◆ **EXERCISE INSTRUCTIONS**
Print exactly the lines starting at the one that contains "the distant mountain" and ending at the last line of the listing below.

◆ **DATA PROVIDED**
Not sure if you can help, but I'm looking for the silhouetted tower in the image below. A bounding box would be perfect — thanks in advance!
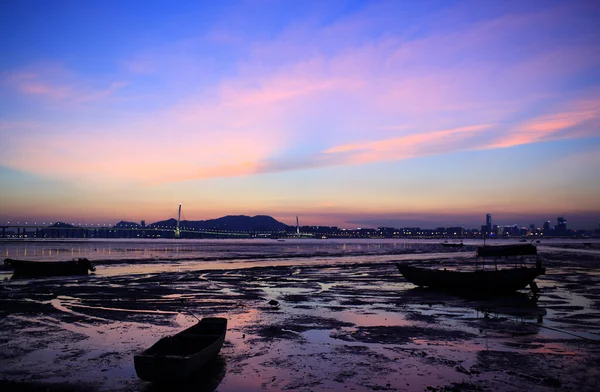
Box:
[296,216,300,236]
[485,213,492,234]
[175,203,182,238]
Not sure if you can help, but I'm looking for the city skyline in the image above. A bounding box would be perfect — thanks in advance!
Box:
[2,210,597,232]
[1,1,600,229]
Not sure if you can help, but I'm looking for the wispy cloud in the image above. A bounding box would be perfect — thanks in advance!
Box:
[326,125,491,157]
[3,65,127,104]
[488,98,600,149]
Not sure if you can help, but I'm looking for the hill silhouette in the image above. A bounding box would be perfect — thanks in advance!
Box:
[114,220,141,228]
[149,215,289,232]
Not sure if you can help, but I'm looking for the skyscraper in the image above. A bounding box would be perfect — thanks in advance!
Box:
[486,213,492,234]
[557,216,567,234]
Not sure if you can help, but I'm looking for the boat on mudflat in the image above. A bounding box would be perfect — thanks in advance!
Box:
[396,244,545,295]
[4,258,95,277]
[134,317,227,382]
[441,242,463,248]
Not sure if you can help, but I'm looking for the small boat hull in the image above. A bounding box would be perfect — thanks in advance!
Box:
[134,317,227,382]
[4,258,95,277]
[441,243,463,248]
[396,264,545,295]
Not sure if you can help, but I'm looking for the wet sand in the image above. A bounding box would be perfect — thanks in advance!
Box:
[1,243,600,391]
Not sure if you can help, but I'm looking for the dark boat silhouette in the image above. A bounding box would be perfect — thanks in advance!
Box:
[134,317,227,382]
[441,242,463,248]
[396,244,544,295]
[4,258,95,277]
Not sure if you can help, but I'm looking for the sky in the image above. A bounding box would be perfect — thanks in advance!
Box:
[1,0,599,230]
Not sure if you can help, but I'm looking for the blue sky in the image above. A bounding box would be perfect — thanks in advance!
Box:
[1,0,599,229]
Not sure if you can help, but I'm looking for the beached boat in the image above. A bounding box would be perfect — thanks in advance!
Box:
[134,317,227,382]
[4,258,95,277]
[441,242,463,248]
[396,244,544,295]
[396,264,545,294]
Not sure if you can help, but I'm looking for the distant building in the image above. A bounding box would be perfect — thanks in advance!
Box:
[510,225,519,236]
[543,221,551,232]
[557,216,567,234]
[529,224,535,231]
[141,220,146,228]
[486,213,492,234]
[447,227,464,236]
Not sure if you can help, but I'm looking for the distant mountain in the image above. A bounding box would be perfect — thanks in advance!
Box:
[114,220,141,228]
[50,222,75,228]
[148,218,177,227]
[149,215,289,232]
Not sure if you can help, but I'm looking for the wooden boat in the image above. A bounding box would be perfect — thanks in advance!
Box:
[396,263,545,295]
[397,244,544,295]
[4,258,95,277]
[441,242,463,248]
[134,317,227,382]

◆ **ANSWER SECTION**
Not sure if you can help, but I'm looking for the distant mountain in the image above. A bounding box would be perfect — thanks in advance!
Box:
[114,220,141,228]
[50,222,75,228]
[148,218,177,227]
[149,215,289,232]
Not sure if you can help, but I'm looking for the wooden boat in the image above. A bounding box would be perfect — thanks in advance!
Box:
[396,263,545,295]
[397,244,544,295]
[4,258,95,277]
[441,242,463,248]
[134,317,227,382]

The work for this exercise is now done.